- _WHAT YOU WILL DO_
Write out, please, the line containing "Where can the white building" together with all lines after it, up to and including the last one, with no other output.

— Start of RECORDS FOR THIS TASK —

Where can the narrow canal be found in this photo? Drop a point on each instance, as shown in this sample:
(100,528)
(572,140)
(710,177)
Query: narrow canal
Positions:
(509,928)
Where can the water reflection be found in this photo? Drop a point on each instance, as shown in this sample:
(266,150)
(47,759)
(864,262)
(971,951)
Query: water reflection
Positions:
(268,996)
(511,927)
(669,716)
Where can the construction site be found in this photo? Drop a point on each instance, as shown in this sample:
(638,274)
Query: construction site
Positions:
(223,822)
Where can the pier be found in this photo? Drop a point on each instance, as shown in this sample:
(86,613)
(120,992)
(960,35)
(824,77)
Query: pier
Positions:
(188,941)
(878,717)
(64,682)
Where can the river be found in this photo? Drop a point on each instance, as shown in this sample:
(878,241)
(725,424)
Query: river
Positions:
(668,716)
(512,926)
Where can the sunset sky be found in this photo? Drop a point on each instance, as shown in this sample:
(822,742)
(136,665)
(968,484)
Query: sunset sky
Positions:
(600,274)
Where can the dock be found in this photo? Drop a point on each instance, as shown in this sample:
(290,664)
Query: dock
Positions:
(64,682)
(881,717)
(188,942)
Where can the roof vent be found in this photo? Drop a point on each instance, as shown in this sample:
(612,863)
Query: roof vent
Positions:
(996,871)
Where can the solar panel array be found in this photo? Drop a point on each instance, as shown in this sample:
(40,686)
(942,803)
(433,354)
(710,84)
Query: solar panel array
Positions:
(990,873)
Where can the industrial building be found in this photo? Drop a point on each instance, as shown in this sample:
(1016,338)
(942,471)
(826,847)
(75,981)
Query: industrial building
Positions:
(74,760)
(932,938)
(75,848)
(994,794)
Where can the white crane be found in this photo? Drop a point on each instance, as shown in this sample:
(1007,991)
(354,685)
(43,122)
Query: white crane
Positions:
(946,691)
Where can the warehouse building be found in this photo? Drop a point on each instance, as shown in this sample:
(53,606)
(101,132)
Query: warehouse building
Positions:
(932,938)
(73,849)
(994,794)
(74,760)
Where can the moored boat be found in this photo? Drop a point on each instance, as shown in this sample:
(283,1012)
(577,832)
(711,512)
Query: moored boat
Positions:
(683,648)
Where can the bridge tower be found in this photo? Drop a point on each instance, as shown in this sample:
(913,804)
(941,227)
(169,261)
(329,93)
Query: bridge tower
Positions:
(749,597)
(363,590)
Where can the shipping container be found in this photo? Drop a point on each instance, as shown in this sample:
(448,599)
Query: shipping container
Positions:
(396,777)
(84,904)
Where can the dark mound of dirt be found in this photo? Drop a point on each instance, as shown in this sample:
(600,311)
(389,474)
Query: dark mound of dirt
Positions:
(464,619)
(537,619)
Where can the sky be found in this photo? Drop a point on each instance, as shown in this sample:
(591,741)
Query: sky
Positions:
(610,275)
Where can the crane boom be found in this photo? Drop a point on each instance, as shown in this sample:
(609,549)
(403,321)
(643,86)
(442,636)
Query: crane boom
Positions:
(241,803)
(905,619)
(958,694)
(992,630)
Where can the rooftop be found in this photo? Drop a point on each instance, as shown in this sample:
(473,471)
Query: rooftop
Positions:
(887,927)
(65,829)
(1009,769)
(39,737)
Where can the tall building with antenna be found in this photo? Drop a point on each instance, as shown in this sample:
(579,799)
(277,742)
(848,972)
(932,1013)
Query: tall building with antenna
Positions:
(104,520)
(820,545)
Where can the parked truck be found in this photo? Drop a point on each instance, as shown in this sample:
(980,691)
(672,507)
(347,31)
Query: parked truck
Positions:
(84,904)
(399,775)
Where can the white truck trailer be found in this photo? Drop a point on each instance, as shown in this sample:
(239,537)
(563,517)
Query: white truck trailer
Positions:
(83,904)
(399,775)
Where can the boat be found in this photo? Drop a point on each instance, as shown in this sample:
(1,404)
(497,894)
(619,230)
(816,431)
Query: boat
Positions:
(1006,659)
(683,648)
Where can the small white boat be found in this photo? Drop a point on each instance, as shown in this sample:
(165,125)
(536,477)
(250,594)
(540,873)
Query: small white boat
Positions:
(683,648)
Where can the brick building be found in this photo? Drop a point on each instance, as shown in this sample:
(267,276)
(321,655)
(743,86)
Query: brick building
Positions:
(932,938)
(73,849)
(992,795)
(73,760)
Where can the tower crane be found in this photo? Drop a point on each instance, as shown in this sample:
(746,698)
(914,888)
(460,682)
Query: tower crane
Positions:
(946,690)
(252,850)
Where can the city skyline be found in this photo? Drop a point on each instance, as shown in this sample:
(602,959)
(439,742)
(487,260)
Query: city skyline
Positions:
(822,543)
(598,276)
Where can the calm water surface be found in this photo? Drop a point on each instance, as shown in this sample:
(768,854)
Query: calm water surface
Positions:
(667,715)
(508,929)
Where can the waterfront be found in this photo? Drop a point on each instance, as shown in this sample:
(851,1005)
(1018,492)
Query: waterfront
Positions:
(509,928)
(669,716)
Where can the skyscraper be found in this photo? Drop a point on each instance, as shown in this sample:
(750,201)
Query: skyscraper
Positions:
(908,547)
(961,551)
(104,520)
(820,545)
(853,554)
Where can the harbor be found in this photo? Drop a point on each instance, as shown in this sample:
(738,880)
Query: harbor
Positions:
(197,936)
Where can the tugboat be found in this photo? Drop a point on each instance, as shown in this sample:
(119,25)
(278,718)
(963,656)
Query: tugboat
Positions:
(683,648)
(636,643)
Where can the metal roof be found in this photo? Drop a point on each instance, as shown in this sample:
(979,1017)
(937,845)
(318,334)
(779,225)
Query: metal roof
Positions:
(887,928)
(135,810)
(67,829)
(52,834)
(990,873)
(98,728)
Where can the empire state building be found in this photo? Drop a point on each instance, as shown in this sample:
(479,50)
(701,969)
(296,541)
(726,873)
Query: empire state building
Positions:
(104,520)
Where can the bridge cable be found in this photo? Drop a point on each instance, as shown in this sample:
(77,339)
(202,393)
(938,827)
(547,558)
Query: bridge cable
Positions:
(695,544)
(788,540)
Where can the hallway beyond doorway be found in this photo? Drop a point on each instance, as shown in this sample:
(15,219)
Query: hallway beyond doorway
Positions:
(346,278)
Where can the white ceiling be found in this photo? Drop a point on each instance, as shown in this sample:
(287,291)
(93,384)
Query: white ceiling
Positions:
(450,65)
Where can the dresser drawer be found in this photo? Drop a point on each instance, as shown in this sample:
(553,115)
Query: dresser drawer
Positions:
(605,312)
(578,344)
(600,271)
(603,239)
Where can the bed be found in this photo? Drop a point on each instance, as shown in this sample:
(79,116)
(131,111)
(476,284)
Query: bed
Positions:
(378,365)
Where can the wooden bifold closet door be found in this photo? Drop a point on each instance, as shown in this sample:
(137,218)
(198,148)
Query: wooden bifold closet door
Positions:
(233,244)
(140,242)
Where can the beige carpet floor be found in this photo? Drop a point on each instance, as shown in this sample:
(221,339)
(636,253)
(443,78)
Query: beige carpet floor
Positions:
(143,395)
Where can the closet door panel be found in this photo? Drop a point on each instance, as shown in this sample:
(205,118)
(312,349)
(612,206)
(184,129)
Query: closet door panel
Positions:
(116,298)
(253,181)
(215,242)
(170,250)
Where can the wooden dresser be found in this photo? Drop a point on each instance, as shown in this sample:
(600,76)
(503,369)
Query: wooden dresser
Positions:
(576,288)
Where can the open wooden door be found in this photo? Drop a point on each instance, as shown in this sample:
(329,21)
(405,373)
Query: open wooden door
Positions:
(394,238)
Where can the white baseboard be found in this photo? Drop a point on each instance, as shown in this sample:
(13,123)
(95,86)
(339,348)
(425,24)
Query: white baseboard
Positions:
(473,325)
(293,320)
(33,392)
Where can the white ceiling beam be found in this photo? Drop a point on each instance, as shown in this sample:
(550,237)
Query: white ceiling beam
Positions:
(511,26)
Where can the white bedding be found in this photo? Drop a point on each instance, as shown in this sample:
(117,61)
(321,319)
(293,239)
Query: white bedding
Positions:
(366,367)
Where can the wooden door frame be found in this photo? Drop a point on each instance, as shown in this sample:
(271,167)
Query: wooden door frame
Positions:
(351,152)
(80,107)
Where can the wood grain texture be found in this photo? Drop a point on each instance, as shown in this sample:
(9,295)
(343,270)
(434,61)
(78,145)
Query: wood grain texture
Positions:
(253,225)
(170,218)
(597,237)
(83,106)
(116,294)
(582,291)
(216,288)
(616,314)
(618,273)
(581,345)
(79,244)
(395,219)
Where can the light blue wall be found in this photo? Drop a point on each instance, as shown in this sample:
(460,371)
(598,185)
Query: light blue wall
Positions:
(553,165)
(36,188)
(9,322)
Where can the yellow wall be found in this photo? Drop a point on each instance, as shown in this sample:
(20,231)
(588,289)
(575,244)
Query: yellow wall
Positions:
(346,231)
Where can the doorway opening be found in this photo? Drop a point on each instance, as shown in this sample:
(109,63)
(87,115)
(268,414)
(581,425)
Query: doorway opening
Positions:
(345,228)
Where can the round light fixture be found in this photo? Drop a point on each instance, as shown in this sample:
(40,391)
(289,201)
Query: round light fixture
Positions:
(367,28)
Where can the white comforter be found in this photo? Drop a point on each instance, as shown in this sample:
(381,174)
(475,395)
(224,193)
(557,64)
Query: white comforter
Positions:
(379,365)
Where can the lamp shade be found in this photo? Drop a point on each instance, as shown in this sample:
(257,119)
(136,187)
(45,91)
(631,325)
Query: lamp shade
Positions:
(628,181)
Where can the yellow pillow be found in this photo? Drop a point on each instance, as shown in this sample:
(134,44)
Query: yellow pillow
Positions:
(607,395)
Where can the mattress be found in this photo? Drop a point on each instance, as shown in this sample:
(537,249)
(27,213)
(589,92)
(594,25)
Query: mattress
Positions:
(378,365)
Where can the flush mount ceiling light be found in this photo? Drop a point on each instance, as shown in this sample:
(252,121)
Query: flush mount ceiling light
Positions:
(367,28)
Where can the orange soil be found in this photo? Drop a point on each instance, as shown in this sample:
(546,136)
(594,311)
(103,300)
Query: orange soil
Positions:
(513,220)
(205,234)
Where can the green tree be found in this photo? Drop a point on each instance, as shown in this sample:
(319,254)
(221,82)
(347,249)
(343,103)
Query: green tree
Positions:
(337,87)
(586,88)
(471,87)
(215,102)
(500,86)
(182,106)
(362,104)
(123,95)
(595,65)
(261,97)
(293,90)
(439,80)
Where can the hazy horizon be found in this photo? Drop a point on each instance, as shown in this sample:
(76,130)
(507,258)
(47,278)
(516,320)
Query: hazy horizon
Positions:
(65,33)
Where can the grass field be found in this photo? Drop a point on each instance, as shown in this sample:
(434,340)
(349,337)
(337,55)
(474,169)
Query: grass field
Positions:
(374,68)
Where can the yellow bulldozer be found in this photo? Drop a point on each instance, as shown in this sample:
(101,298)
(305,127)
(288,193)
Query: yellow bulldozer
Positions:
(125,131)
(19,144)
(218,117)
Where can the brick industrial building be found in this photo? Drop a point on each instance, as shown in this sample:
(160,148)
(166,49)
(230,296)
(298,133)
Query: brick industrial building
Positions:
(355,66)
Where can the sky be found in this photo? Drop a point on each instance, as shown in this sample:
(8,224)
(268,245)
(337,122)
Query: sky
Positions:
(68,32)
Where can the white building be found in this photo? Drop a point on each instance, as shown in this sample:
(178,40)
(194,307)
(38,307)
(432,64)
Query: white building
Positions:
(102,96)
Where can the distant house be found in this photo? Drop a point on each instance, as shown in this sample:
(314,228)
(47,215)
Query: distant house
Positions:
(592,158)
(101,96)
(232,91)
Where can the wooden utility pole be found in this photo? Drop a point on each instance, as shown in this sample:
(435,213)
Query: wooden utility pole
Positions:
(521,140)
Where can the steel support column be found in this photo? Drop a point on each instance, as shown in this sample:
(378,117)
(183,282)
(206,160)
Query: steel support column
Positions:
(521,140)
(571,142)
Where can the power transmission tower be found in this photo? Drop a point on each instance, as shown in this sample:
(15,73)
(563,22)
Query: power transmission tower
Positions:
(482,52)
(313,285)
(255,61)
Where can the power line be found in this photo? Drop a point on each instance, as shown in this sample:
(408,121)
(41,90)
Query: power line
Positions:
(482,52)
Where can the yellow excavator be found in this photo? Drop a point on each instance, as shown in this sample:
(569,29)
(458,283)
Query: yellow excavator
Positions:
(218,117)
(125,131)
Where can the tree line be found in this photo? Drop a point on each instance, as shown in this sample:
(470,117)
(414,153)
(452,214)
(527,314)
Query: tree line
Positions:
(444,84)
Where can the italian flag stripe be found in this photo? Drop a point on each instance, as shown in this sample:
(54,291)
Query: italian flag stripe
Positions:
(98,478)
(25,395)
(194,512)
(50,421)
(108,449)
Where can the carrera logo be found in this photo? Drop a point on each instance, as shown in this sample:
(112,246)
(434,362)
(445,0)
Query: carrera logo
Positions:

— End of RECORDS FOR THIS TASK —

- _COMPLETE RESPONSE_
Where can the white building be found in this photo? Drop a point on each instance, as shown in this sample:
(178,40)
(194,307)
(38,307)
(432,64)
Query: white building
Positions:
(102,96)
Where can the distant house be found in this photo? Drop a point on each instance, as shown in this sample:
(314,228)
(47,215)
Query: distant house
Positions:
(592,158)
(101,96)
(232,91)
Where can the wooden utility pole be found in this photo? Drop a point on each instance, as shown in this sample:
(435,213)
Query: wooden utility pole
Positions:
(521,140)
Where can the steel support column be found in this photo? Drop a point on each instance, as shown in this sample:
(378,117)
(183,282)
(206,160)
Query: steel support column
Positions:
(521,140)
(571,142)
Where can the power transmission tower be found in this photo? Drop a point on each instance, as shown in this sample:
(15,73)
(563,22)
Query: power transmission tower
Positions:
(482,52)
(313,285)
(255,61)
Where can the power line be found in this photo? Drop a point on each instance, as shown in this sample:
(408,121)
(41,90)
Query: power line
Positions:
(482,52)
Where can the yellow excavator be found in this photo? Drop a point on each instance, as shown in this sample:
(569,29)
(458,283)
Query: yellow excavator
Positions:
(218,117)
(125,131)
Where can the tree line be found in this photo? Drop a point on each instance, as shown in this sample:
(470,117)
(414,153)
(452,214)
(527,314)
Query: tree line
Positions:
(444,84)
Where can the italian flag stripe be found in this photo? Drop a point on each instance, as shown in this sample:
(54,291)
Query: italian flag stripe
Positions:
(98,478)
(25,395)
(194,512)
(50,421)
(108,449)
Where can the carrera logo be found in this photo? Drop a point on each instance, as shown in this sample:
(112,246)
(434,362)
(445,0)
Query: carrera logo
Positions:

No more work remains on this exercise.